→ TEXT SHOWN:
# # # #

Exploring biodistances but always staying close to the Fitch lab
Having spent almost two years at the Fitch lab during the early stages of my academic life, first as a BSA student and then as a Marie Skłodowska-Curie fellow, it is always a great pleasure to return here and find myself among great colleagues and friends.
I recently spent a week at the Fitch Laboratory, where I recorded dental nonmetric traits on two prehistoric Greek assemblages, Kolikrepi, Attica (excavated by Maria Stathi, Ephorate of East Attica), and Schinokapsala, Crete (excavated by Yiannis Papadatos, National & Kapodistrian University of Athens). Dental nonmetric traits are normal variants of the dental morphology, such as an extra cusp or an extra root. What makes them useful in anthropological studies is that their expression is largely controlled genetically, as supported by studies on laboratory mice and macaques as well as based on human population studies. To put it simply, this means that groups of individuals exhibiting the same traits are likely related to each other. Subsequently, the study of nonmetric traits can provide important information on the biodistance of past individuals in the form of intra-cemetery kinship patterns and/or inter-cemetery mobility patterns.

# # # #

→ PARTS OF THE EXERCISE:
**A.** Reproduce the stretch of the Fitch lab text from "Exploring biodistances but" through "colleagues and friends.", word for word.
**B.** Pick up the account of dental nonmetric traits at the Fitch Laboratory from where it stops, and continue it.

[Dataset entries]
# # # #

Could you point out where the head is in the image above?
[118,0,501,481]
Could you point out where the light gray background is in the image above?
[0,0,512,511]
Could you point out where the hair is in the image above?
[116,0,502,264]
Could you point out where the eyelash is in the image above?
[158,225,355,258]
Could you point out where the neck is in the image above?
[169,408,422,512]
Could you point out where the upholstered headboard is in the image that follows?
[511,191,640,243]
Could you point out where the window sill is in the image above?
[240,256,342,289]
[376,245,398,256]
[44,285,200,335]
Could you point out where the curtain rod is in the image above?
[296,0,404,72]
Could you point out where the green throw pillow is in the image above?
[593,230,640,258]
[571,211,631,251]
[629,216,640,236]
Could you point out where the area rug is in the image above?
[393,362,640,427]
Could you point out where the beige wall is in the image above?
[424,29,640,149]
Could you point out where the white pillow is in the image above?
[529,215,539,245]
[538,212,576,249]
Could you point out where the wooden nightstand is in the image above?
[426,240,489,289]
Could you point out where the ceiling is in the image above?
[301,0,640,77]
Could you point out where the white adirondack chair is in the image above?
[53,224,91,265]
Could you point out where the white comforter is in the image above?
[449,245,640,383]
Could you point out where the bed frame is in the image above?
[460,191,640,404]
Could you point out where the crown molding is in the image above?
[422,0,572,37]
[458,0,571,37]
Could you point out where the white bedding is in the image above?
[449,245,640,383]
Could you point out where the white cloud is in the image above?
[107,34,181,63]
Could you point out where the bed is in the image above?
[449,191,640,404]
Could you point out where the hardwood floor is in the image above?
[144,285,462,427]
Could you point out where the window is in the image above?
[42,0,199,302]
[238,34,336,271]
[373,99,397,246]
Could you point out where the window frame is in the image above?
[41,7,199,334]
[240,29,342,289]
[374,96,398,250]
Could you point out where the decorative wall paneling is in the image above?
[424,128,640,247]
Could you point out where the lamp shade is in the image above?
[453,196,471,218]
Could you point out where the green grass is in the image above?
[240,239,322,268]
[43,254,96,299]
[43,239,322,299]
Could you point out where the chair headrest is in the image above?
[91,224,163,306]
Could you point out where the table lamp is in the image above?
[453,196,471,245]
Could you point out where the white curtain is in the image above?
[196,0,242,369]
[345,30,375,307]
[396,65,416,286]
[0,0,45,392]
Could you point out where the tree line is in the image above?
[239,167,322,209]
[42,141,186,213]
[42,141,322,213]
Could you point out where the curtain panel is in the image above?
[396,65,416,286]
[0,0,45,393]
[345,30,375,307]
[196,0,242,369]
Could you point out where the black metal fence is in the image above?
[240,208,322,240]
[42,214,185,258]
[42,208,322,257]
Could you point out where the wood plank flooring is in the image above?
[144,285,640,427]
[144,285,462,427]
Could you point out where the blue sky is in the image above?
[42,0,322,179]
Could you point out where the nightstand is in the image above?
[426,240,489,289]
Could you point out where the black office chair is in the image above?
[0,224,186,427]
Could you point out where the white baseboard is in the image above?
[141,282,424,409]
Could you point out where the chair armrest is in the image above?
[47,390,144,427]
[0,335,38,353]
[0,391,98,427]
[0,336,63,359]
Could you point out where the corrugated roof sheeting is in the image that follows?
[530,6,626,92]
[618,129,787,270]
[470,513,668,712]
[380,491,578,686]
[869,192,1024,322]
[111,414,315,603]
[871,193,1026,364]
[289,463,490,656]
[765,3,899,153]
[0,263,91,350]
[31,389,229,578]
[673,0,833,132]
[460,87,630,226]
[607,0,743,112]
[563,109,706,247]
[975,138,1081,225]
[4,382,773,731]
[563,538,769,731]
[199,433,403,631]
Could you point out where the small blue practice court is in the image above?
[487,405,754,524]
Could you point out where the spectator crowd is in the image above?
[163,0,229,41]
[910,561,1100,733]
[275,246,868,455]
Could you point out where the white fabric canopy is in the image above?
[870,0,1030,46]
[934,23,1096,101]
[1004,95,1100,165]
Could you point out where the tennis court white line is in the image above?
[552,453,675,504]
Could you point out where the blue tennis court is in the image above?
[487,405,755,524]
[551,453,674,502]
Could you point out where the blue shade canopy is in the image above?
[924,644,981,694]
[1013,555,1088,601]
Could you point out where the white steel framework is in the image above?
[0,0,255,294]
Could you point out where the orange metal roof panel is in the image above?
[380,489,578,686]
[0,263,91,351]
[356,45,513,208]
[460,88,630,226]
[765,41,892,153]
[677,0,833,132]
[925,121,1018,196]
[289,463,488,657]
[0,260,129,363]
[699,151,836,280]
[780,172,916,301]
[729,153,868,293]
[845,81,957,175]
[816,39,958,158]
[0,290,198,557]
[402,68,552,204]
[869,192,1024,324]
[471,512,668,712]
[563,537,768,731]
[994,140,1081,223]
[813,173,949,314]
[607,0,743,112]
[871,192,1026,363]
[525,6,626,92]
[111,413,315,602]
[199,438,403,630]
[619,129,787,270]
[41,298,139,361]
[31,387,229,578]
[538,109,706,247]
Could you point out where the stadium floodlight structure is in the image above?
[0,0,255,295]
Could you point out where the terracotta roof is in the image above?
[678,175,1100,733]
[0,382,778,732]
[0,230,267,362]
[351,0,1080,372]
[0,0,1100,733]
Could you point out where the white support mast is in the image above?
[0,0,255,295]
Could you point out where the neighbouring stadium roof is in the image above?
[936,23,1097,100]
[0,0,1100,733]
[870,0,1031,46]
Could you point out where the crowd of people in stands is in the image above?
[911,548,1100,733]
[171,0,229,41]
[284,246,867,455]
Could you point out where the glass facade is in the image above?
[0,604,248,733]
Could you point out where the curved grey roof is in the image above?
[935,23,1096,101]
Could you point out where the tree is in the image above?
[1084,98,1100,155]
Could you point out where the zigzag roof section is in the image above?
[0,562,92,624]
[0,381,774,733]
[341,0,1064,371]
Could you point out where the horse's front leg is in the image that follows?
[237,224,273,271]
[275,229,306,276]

# # # #

→ YOUR WRITTEN ANSWERS:
**A.**
Exploring biodistances but always staying close to the Fitch lab
Having spent almost two years at the Fitch lab during the early stages of my academic life, first as a BSA student and then as a Marie Skłodowska-Curie fellow, it is always a great pleasure to return here and find myself among great colleagues and friends.

**B.**
The data collection performed at the Fitch lab is part of a wider project focused on mobility in the prehistoric Aegean, which has received funding from the British School at Athens, the American School of Classical Studies at Athens and the Aristotle University of Thessaloniki. Preliminary results have highlighted the complexity of biodistances and associated human mobility in pre- and proto-palatial Crete (Nikita et al. 2017; Triantaphyllou et al. 2015). However, little is known about mainland Greek mobility patterns, while even more material has recently been excavated in key Cretan sites, necessitating a re-evaluation of biodistances on this island. The cemetery at Kolikrepi, the bioarchaeological analysis of which is currently undertaken by Ms Niki Papakonstantinou, under the supervision of Dr Sevasti Triantaphyllou and Prof. John Bennett, is anticipated to contribute to our existing database of mainland sites, while it is also expected to elucidate kinship patterns in the Mycenaean world. The site of Schinokapsala has been added to the existing database of central and eastern Cretan sites and is expected to contribute to the refinement of the image we have on pre- and protopalatial mobility on the island.
I am looking forward to my next visit!
Efthymia Nikita, Science and Technology in Archaeology and Culture Research Center, The Cyprus Institute, Nicosia.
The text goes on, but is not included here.